§ **Obiettivo**
Puoi proseguire l'articolo sul voto di Julia Sebutinde alla Corte internazionale di giustizia, riprendendo subito dopo l'ultima frase riportata più sotto?

C'è un giudice all'Aia: Julia Sebutinde

Giulio Meotti

A votare completamente a favore d’Israele è la prima donna africana della Corte internazionale di giustizia

Julia Sebutinde, rappresentante dell’Uganda presso la Corte internazionale di giustizia dell’Aia, è stata l’unica tra i diciassette giudici che hanno deliberato contro tutte le misure provvisorie nel caso riguardante l’applicazione della Convenzione sul genocidio nella Striscia di Gaza (Sudafrica contro Israele). Sebutinde ha votato contro tutte le misure provvisorie proposte, distinguendosi come unico giudice permanente a farlo, in contrasto persino con il giudice ad hoc israeliano Aharon Barak, che si è opposto alla maggior parte ma ne ha sostenuto due.

§ **Dati estratti**

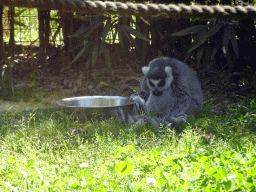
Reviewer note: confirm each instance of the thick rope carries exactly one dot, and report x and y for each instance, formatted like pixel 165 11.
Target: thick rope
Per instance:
pixel 139 9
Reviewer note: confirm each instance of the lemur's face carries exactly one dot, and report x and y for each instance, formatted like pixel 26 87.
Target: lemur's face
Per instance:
pixel 156 83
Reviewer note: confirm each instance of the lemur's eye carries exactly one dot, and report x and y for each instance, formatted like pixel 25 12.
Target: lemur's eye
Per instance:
pixel 151 84
pixel 162 83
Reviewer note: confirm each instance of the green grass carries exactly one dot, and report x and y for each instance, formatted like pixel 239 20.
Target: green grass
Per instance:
pixel 210 153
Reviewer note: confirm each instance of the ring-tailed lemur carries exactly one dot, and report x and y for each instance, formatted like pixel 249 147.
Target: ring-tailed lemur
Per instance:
pixel 168 87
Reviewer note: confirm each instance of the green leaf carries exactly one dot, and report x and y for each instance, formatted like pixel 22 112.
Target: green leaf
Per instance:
pixel 19 23
pixel 102 48
pixel 115 33
pixel 95 50
pixel 222 172
pixel 189 30
pixel 160 182
pixel 159 171
pixel 107 59
pixel 106 30
pixel 124 168
pixel 120 37
pixel 39 174
pixel 227 185
pixel 234 42
pixel 91 181
pixel 75 185
pixel 17 14
pixel 30 163
pixel 134 32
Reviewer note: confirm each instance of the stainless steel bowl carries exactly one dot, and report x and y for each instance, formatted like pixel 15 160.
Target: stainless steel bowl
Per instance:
pixel 86 107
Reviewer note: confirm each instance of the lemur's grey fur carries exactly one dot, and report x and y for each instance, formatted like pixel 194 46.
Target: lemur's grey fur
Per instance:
pixel 168 87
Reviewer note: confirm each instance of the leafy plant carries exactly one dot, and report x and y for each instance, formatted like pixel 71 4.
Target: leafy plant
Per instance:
pixel 92 37
pixel 210 38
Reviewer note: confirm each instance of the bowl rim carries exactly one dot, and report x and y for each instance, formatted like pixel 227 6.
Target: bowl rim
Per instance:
pixel 95 96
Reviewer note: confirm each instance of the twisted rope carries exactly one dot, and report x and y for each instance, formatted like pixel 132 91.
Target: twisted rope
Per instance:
pixel 139 9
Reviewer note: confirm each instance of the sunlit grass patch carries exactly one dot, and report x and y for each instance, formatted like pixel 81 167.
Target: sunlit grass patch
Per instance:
pixel 52 151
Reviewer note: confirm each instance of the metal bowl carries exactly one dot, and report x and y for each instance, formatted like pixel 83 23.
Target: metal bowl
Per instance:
pixel 87 107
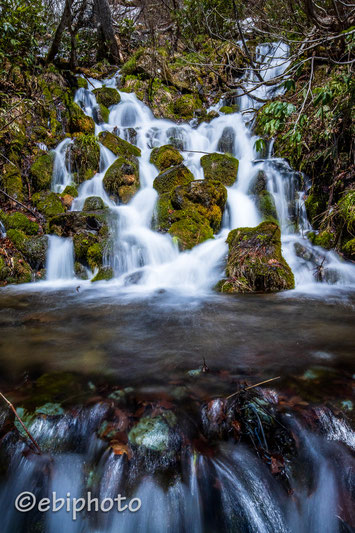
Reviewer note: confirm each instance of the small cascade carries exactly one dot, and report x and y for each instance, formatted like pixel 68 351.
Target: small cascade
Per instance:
pixel 60 259
pixel 61 172
pixel 145 260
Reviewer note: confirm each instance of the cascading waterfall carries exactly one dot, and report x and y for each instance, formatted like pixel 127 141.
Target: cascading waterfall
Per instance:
pixel 144 260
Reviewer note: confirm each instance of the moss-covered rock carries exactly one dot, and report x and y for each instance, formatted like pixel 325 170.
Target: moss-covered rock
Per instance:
pixel 220 167
pixel 107 96
pixel 48 203
pixel 104 274
pixel 255 262
pixel 21 222
pixel 74 222
pixel 325 239
pixel 118 146
pixel 165 156
pixel 78 122
pixel 171 178
pixel 33 248
pixel 84 157
pixel 41 171
pixel 185 106
pixel 11 181
pixel 93 203
pixel 122 179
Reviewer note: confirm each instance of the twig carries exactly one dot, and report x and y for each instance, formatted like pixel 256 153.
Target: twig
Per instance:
pixel 252 387
pixel 22 424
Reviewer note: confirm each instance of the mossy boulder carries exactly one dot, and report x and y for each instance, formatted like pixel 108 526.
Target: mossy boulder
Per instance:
pixel 104 274
pixel 33 248
pixel 21 222
pixel 171 178
pixel 165 156
pixel 118 146
pixel 41 171
pixel 107 96
pixel 48 203
pixel 326 239
pixel 255 262
pixel 220 167
pixel 74 222
pixel 185 106
pixel 122 179
pixel 78 122
pixel 11 182
pixel 84 157
pixel 93 203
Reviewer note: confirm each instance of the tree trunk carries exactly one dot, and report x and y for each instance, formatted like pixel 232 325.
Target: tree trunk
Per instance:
pixel 105 27
pixel 59 32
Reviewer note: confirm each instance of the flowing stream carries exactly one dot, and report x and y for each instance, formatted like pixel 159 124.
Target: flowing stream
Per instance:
pixel 144 260
pixel 230 490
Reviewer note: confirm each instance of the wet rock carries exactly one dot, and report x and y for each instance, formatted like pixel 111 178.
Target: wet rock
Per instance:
pixel 33 248
pixel 227 141
pixel 118 146
pixel 223 168
pixel 165 156
pixel 122 179
pixel 107 96
pixel 255 262
pixel 41 171
pixel 153 433
pixel 93 203
pixel 84 157
pixel 48 203
pixel 171 178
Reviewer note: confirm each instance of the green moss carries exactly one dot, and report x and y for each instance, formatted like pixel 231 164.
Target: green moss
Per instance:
pixel 220 167
pixel 165 157
pixel 71 190
pixel 107 96
pixel 48 203
pixel 325 239
pixel 84 156
pixel 78 122
pixel 105 273
pixel 118 146
pixel 11 182
pixel 82 83
pixel 93 203
pixel 185 106
pixel 41 171
pixel 21 222
pixel 190 232
pixel 171 178
pixel 255 262
pixel 122 179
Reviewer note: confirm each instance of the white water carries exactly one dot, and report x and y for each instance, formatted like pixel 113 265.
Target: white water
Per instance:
pixel 144 260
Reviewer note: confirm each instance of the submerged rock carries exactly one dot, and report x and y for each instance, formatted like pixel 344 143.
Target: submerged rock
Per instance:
pixel 220 167
pixel 165 156
pixel 255 262
pixel 122 179
pixel 107 96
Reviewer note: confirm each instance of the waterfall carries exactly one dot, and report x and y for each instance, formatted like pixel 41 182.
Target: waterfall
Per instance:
pixel 60 262
pixel 144 260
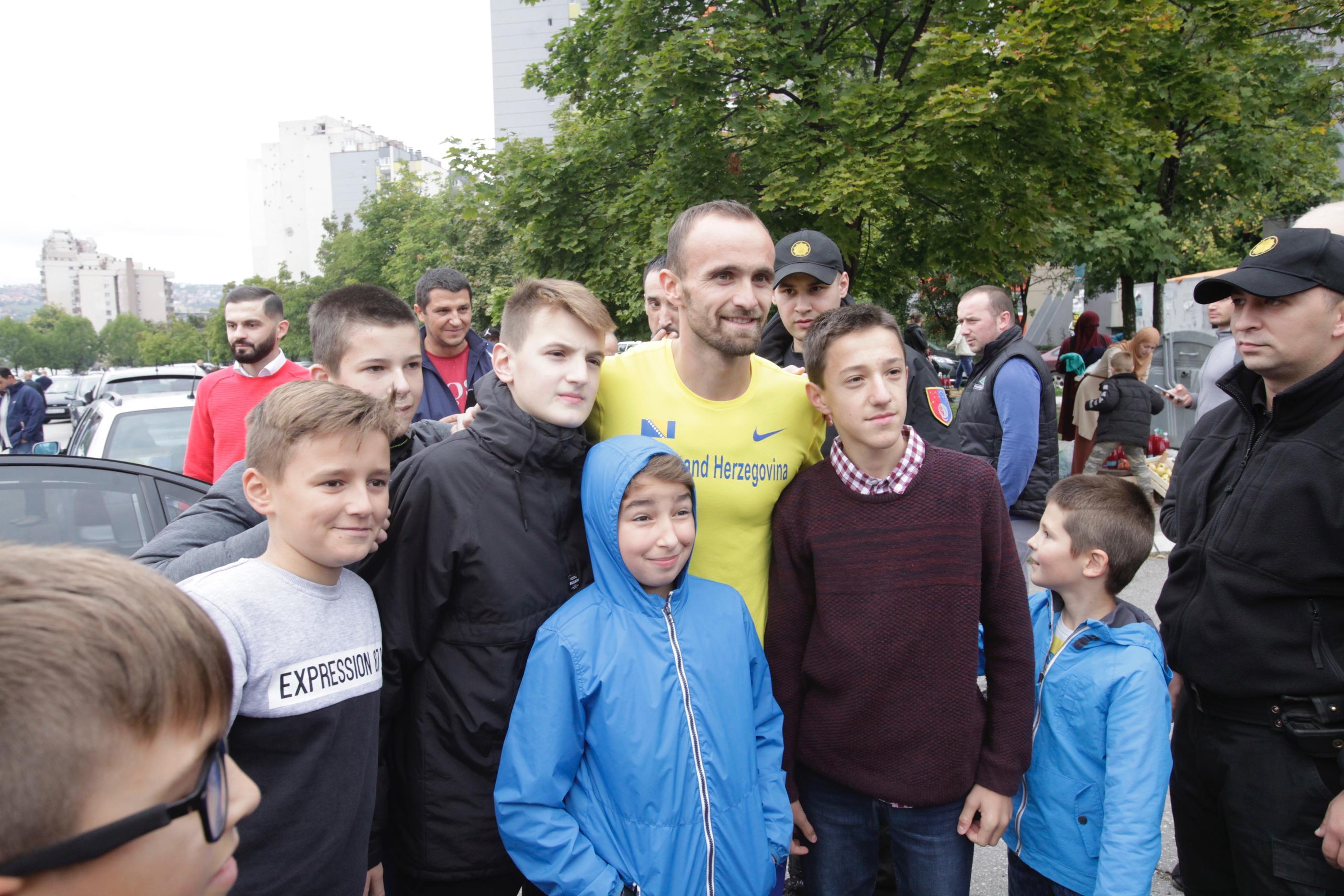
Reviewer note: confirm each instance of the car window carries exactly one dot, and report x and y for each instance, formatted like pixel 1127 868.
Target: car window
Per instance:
pixel 67 504
pixel 84 436
pixel 151 386
pixel 154 438
pixel 88 383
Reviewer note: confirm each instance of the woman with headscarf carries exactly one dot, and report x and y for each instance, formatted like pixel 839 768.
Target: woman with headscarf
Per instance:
pixel 1090 344
pixel 1143 346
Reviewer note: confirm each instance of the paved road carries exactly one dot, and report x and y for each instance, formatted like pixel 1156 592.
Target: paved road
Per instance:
pixel 991 872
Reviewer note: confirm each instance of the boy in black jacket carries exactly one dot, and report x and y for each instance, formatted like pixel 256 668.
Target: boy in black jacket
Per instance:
pixel 486 542
pixel 1127 409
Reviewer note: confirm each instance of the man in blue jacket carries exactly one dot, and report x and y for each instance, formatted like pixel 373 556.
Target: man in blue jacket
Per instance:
pixel 455 355
pixel 27 412
pixel 646 746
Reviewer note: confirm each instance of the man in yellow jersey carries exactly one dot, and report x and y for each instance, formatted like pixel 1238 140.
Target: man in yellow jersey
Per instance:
pixel 742 425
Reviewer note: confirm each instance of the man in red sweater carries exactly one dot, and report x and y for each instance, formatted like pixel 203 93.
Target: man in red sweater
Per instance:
pixel 255 319
pixel 885 562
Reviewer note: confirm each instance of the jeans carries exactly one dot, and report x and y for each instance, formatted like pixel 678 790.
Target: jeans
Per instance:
pixel 1133 453
pixel 1025 880
pixel 1246 802
pixel 930 858
pixel 964 364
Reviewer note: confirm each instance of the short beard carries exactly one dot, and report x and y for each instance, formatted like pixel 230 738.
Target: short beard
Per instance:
pixel 253 355
pixel 710 334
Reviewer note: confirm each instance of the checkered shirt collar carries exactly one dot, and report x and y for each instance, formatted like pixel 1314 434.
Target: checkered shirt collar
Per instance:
pixel 896 482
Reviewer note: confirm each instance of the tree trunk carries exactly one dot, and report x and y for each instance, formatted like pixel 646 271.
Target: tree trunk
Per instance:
pixel 1127 304
pixel 1159 300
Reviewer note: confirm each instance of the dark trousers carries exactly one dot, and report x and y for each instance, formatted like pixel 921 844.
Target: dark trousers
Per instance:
pixel 496 885
pixel 1025 880
pixel 930 858
pixel 964 366
pixel 1246 802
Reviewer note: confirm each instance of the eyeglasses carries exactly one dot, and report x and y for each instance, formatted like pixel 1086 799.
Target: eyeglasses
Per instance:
pixel 210 798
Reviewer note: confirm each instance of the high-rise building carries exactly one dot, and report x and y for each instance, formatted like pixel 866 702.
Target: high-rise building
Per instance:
pixel 319 168
pixel 80 280
pixel 519 35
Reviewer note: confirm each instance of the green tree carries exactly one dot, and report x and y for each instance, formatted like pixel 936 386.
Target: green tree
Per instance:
pixel 73 343
pixel 1237 107
pixel 925 137
pixel 17 343
pixel 155 347
pixel 120 339
pixel 46 317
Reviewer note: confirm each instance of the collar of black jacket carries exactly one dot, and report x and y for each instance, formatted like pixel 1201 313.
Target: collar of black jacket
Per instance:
pixel 1010 335
pixel 503 429
pixel 1300 403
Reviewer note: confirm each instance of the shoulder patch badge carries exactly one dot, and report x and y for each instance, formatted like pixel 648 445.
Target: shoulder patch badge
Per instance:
pixel 939 405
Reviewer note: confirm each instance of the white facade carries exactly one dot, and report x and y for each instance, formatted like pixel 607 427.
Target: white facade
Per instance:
pixel 319 168
pixel 82 281
pixel 519 35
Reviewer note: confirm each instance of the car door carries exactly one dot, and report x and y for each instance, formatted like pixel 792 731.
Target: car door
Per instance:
pixel 92 503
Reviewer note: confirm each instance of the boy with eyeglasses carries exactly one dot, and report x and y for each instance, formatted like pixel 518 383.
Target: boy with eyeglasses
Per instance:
pixel 304 637
pixel 115 698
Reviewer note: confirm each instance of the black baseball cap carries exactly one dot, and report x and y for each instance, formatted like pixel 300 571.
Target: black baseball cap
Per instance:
pixel 1288 262
pixel 811 253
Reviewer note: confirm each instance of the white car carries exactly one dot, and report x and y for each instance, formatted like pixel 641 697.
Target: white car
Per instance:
pixel 142 429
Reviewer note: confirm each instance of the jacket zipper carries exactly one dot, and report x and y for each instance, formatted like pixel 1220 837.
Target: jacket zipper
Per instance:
pixel 695 750
pixel 1035 723
pixel 1319 647
pixel 1228 499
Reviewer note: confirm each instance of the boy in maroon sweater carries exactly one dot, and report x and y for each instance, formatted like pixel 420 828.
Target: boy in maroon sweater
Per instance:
pixel 885 562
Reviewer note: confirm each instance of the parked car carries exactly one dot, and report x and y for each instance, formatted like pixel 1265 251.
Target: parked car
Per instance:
pixel 59 395
pixel 143 429
pixel 82 397
pixel 89 502
pixel 139 381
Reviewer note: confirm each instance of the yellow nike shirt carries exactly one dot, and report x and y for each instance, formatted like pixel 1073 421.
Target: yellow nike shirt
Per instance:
pixel 741 453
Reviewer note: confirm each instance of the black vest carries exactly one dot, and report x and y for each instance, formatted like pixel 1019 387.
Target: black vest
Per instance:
pixel 983 433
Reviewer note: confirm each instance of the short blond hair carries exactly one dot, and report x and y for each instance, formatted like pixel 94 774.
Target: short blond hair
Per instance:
pixel 534 296
pixel 664 468
pixel 96 648
pixel 308 409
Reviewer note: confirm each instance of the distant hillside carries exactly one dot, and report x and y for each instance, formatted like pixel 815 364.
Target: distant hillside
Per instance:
pixel 22 300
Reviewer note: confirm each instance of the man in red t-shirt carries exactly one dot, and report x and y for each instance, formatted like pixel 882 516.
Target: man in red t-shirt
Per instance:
pixel 455 355
pixel 255 319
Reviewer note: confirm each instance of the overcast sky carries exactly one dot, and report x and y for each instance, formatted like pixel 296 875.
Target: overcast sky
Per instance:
pixel 132 123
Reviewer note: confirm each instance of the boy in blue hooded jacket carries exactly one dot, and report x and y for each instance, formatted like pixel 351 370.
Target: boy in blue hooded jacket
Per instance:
pixel 646 745
pixel 1088 817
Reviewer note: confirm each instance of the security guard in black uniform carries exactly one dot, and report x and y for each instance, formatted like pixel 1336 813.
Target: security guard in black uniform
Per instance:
pixel 1253 609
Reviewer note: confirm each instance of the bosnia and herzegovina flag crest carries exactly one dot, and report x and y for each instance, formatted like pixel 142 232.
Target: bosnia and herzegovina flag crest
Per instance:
pixel 658 429
pixel 939 405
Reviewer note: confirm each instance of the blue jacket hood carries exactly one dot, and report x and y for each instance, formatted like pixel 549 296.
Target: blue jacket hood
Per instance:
pixel 646 745
pixel 608 470
pixel 1089 812
pixel 1125 627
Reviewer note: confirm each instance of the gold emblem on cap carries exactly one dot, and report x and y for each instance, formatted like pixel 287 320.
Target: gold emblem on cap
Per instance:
pixel 1264 246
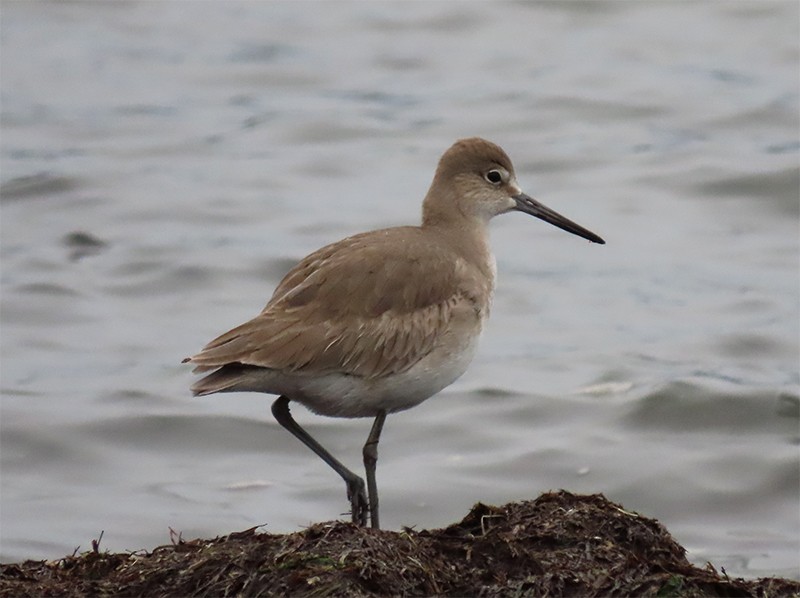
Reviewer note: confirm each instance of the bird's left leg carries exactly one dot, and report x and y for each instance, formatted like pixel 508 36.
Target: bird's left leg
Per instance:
pixel 370 453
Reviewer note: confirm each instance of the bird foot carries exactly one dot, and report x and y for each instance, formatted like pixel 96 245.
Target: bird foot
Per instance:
pixel 359 505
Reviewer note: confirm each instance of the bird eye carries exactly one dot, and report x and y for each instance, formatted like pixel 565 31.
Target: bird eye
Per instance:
pixel 494 177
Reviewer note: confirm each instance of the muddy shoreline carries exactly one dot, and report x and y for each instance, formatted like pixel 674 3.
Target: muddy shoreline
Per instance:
pixel 560 544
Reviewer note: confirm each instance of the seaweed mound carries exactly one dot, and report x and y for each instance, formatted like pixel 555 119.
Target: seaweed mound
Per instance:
pixel 560 544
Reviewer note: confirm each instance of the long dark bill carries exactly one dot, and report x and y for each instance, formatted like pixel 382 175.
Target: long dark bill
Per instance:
pixel 527 204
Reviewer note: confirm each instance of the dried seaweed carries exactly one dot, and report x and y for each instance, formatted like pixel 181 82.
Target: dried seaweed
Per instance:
pixel 560 544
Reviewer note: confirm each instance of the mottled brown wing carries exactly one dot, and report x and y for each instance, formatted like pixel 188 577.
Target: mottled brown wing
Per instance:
pixel 371 305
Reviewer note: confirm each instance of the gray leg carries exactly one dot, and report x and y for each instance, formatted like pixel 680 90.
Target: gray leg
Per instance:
pixel 370 461
pixel 355 485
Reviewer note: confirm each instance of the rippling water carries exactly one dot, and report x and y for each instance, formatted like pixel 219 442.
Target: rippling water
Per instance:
pixel 163 164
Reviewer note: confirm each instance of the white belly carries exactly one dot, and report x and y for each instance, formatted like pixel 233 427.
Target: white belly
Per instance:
pixel 340 395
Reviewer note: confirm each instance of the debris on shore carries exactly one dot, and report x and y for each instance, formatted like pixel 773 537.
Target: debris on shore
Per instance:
pixel 560 544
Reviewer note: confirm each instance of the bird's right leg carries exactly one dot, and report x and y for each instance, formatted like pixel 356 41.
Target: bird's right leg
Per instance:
pixel 356 491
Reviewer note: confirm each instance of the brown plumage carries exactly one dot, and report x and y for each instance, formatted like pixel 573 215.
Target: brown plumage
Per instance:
pixel 380 321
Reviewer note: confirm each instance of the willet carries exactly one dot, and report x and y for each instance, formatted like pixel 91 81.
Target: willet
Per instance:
pixel 380 321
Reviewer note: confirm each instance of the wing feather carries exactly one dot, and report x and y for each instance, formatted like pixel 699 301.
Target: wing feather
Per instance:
pixel 359 307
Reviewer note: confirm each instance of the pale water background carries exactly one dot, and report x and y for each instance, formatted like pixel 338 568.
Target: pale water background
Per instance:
pixel 164 163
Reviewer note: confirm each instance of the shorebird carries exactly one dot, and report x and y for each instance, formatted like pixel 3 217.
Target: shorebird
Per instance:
pixel 381 321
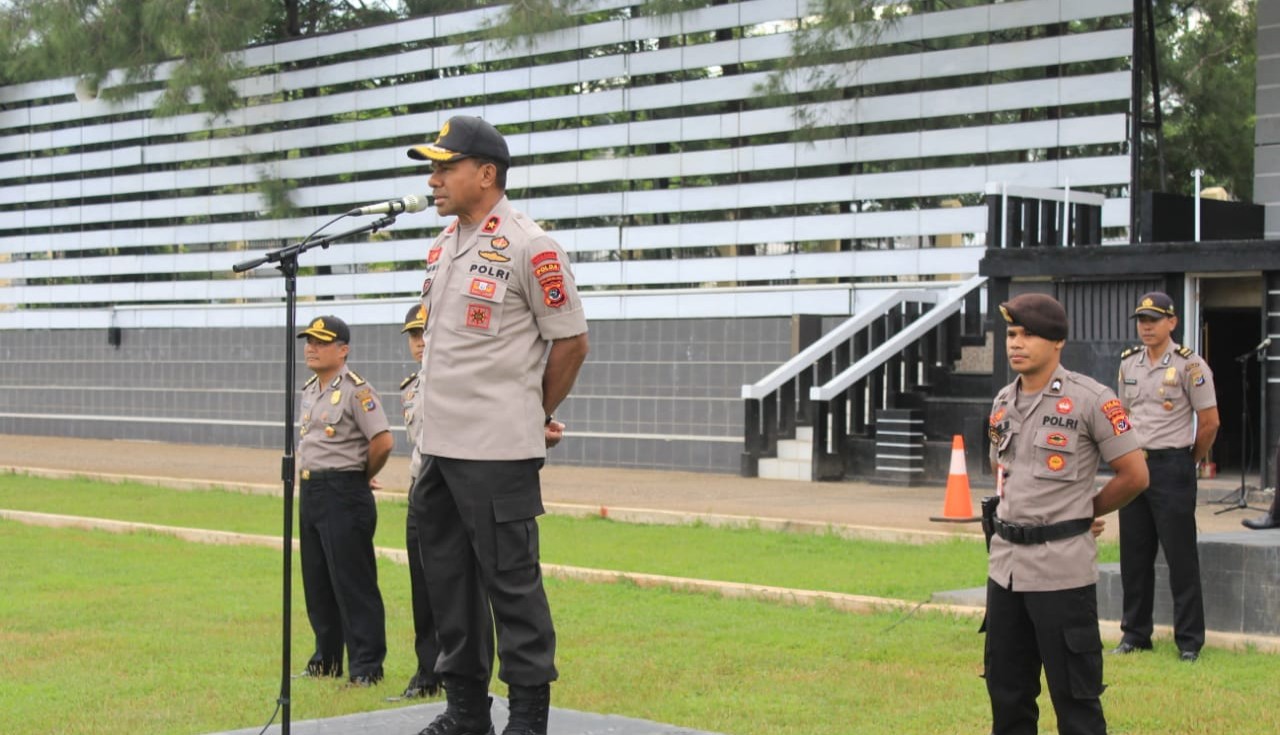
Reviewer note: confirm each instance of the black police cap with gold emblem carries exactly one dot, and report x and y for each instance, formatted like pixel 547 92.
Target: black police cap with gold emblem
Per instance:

§ **Risultato**
La prima è la richiesta a Israele di fare “tutto ciò che è in suo potere per prevenire e punire casi di incitamento diretto e pubblico a commettere un genocidio nei confronti dei membri del gruppo palestinese nella striscia di Gaza” e poi la richiesta di adottare “misure immediate ed efficaci per consentire la fornitura di servizi di base e di assistenza umanitaria urgentemente necessari per le avverse condizioni di vita affrontate dai palestinesi nella striscia di Gaza”.“I tragici eventi del 7 ottobre 2023 e la conseguente guerra a Gaza sono sintomi di una controversia politica profondamente radicata tra lo Stato di Israele e il popolo della Palestina” scrive il magistrato ugandese nella sua opinione di minoranza. “Dopo aver esaminato le prove presentate da ciascuna delle parti, non sono convinta che sia stato dimostrato un intento genocida. La guerra non è stata iniziata da Israele ma piuttosto da Hamas che ha attaccato Israele il 7 ottobre 2023, innescando così l’operazione militare in difesa di Israele e nel tentativo di salvare i suoi ostaggi. Qualsiasi intento genocida è negato dagli attacchi mirati di Israele contro obiettivi militari legittimi a Gaza, dalla sua mitigazione dei danni ai civili avvertendoli tramite volantini, messaggi radio e telefonate di attacchi imminenti e la facilitazione dell'assistenza umanitaria. Sfortunatamente, la sofferenza e la morte vissute a Gaza sono esacerbate non dall’intento genocida, ma piuttosto da diversi fattori, tra cui la tattica della stessa organizzazione Hamas che comporta l’incorporamento delle sue forze tra la popolazione e le installazioni civili, rendendoli vulnerabili ai militari legittimi attacco”.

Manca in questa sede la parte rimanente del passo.